Repeat every record below exactly as it appears.

··· Listed entries ···

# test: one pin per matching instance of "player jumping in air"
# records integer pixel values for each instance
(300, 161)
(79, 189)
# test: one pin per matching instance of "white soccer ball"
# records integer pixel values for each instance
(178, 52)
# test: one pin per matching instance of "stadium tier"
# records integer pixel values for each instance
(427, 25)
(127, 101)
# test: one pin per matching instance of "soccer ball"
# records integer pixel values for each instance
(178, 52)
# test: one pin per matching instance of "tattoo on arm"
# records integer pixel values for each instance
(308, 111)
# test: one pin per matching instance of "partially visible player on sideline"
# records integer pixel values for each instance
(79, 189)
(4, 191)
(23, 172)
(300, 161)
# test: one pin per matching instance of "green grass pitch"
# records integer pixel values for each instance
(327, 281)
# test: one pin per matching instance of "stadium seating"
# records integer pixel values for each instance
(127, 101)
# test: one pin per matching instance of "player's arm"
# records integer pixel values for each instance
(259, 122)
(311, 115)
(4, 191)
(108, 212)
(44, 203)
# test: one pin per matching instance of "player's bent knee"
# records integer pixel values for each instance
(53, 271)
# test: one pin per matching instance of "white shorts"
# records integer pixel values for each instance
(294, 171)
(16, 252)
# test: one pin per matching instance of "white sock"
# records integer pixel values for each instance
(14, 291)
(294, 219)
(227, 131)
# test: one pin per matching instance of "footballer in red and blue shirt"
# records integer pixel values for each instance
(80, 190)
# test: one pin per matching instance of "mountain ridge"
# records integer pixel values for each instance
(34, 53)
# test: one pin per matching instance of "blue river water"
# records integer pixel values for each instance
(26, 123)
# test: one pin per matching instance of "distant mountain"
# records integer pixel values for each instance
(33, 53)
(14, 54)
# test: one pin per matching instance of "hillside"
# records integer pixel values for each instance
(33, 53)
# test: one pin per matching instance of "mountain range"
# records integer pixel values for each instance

···

▶ Response to the task
# test: one pin per matching instance of "player jumping in air"
# records integer pixel values for each instance
(300, 161)
(79, 189)
# test: one pin per matching instance of "white soccer ball"
# records integer pixel values for each instance
(178, 52)
# test: one pin per matching instance of "stadium tier"
# records integer pixel values for each instance
(427, 25)
(127, 101)
# test: one pin per matching instance of "soccer ball"
# records integer pixel values for each instance
(178, 52)
# test: one pin per matching instance of "tattoo on arm"
# records integer pixel values for each instance
(308, 111)
# test: one pin per matching instance of "partially visible player on sideline"
# records integer pixel values for each instance
(79, 189)
(4, 191)
(23, 172)
(300, 161)
# test: one pin per matching instance of "green grass pitch"
# records integer pixel values for each instance
(327, 281)
# test: one pin per matching instance of "stadium seating"
# records integer pixel values for each instance
(127, 101)
# test: one pin per matching instance of "player's arm"
# records integer pixel values for each instance
(259, 122)
(311, 115)
(4, 191)
(108, 212)
(44, 203)
# test: one pin per matching instance of "player's bent knee"
# records integer pixel values for each instance
(53, 271)
# test: one pin per matching instance of "white shorts"
# records integer pixel values for each instance
(294, 171)
(16, 252)
# test: one pin per matching instance of "white sock"
# records integer pixel values for each instance
(14, 291)
(294, 219)
(227, 131)
# test: one pin per matching instance of "footballer in red and blue shirt"
# records integer pixel values for each instance
(80, 190)
# test: one pin per matching instance of "mountain ridge"
# records integer pixel values for each instance
(34, 53)
# test: one pin per matching instance of "blue river water"
# records integer pixel values for each instance
(26, 123)
# test: one pin per matching instance of "distant mountain"
# records integer pixel values for each instance
(33, 53)
(14, 54)
# test: one pin per matching instance of "hillside"
# records integer pixel values for each instance
(33, 53)
# test: one pin per matching instance of "mountain range"
# records integer pixel values for each instance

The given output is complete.